▶ [WHAT TO DO]: Only the lines from the one containing "of the decorative" through the end of the data belong in the answer; reproduce them exactly.

▶ [Region pointing data]:
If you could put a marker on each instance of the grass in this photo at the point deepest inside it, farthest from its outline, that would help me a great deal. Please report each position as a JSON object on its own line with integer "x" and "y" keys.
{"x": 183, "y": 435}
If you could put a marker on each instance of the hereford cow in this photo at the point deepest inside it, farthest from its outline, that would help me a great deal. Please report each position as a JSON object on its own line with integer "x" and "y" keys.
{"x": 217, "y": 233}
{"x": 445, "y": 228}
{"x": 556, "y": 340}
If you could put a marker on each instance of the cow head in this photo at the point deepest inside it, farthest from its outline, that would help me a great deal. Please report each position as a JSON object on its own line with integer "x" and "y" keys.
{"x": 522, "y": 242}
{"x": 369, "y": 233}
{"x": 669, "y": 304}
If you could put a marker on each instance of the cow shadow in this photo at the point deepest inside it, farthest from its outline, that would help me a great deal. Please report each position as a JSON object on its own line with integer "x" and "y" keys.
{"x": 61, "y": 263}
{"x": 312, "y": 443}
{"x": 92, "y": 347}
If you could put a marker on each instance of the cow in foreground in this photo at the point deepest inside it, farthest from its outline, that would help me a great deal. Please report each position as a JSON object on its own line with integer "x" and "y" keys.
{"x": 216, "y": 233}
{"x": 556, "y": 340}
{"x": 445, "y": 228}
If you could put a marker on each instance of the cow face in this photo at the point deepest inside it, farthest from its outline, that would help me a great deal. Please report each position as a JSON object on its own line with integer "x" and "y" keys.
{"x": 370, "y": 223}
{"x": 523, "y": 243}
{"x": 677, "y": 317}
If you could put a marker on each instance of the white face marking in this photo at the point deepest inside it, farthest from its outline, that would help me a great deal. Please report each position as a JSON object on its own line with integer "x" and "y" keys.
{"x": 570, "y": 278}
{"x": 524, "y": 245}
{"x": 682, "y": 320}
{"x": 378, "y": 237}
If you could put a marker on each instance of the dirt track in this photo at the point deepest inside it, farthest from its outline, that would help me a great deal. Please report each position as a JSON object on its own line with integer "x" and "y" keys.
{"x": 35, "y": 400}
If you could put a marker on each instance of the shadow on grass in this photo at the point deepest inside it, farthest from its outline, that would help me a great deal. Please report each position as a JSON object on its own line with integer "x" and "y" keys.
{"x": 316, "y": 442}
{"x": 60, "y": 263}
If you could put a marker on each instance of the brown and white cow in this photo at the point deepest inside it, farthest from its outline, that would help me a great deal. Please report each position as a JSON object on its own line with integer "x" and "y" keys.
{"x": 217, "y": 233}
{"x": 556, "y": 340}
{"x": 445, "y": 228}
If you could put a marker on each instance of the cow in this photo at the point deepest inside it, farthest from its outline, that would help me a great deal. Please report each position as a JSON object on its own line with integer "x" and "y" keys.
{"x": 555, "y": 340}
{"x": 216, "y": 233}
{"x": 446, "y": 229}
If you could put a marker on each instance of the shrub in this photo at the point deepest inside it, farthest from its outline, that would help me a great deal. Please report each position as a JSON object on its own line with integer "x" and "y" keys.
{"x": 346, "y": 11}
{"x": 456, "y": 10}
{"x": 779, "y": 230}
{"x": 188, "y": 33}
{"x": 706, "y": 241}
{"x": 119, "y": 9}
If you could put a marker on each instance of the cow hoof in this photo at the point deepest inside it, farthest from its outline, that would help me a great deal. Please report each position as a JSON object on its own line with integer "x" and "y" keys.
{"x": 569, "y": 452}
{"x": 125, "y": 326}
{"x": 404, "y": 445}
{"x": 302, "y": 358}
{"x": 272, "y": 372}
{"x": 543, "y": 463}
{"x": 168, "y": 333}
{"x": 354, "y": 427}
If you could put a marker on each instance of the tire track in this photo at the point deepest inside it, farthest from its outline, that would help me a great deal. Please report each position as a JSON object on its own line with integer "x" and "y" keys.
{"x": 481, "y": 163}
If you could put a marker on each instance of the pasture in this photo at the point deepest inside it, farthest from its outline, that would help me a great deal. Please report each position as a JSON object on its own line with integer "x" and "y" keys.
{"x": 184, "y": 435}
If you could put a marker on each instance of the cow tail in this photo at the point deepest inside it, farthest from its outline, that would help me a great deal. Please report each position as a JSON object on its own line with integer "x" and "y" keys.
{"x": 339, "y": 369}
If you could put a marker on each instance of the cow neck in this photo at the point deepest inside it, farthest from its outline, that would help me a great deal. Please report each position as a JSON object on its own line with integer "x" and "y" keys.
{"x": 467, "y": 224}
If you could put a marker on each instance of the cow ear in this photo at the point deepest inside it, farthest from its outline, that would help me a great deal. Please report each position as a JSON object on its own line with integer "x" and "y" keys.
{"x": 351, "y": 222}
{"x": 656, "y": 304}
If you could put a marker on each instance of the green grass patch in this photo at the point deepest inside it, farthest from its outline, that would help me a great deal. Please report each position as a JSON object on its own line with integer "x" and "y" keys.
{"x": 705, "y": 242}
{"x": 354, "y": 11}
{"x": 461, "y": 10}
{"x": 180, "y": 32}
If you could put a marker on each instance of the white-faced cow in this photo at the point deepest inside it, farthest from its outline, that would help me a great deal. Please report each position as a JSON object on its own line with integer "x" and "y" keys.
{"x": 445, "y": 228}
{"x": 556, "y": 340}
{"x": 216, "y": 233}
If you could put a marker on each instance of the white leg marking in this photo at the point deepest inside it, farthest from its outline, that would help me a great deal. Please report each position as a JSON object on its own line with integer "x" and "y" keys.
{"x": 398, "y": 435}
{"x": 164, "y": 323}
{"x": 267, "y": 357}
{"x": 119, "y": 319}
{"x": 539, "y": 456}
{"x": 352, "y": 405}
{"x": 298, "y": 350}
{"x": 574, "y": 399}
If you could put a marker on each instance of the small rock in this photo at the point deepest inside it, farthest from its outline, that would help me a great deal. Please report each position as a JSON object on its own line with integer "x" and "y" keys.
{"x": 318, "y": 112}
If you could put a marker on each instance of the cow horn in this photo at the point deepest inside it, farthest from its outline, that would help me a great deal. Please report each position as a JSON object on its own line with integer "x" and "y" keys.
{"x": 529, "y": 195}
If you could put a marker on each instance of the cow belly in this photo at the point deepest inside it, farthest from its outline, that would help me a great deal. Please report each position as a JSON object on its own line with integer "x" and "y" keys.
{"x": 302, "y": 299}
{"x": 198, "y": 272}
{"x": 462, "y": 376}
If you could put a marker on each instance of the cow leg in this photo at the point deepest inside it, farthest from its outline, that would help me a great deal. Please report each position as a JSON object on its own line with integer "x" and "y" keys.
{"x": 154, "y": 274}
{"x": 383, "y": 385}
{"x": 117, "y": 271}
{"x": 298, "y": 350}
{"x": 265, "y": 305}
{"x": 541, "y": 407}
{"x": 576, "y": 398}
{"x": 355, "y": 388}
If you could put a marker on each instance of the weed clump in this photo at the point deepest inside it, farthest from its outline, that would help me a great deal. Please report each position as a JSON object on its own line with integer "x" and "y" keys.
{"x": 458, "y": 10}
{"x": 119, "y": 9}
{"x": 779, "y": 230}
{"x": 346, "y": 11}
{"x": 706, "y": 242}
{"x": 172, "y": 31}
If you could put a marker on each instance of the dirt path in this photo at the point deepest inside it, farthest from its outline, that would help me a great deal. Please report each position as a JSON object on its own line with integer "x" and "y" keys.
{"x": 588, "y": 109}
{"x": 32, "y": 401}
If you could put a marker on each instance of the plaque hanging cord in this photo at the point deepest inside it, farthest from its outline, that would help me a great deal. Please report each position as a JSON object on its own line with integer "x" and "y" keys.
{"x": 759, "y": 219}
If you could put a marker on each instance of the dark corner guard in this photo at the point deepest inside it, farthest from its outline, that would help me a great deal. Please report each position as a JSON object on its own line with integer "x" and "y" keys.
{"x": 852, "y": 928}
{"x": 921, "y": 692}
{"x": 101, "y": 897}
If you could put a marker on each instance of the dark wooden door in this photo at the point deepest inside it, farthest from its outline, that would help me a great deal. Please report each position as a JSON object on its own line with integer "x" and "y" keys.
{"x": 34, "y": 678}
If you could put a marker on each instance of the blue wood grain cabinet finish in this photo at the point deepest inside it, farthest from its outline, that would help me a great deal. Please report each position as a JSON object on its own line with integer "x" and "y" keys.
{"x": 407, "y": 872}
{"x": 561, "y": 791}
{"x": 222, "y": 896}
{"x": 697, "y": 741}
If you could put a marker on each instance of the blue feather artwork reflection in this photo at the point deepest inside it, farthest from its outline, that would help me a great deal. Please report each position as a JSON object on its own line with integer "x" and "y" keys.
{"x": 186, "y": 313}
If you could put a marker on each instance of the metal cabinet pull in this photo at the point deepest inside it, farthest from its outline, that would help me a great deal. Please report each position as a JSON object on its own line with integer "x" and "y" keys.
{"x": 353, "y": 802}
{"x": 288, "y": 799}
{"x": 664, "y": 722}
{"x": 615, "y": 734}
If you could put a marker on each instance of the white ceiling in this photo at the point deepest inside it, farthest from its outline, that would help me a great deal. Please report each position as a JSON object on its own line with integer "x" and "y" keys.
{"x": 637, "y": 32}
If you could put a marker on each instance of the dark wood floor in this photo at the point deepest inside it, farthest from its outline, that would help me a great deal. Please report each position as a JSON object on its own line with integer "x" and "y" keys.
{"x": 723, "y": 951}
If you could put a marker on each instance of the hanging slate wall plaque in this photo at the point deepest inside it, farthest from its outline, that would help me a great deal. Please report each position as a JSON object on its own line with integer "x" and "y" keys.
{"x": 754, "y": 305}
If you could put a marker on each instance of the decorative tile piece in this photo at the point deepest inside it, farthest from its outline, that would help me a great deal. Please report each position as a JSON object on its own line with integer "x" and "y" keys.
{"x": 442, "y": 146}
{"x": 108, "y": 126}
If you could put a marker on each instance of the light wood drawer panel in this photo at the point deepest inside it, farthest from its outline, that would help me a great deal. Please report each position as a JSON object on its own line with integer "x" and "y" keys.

▶ [ANSWER BOX]:
If you could put a marker on each instance of the decorative tile piece in this photo at the point deepest inside it, farthest from its outline, that would help me a great deal. Please report each position as a JSON object on its own line with integer "x" and "y" keys.
{"x": 442, "y": 146}
{"x": 108, "y": 126}
If you could put a marker on each instance of the light wood drawer panel in this photo at the point deepest inside it, farthest from its outline, that would help me a great deal. Please report each position as a JSON object on its own line with integer "x" and "y" keys.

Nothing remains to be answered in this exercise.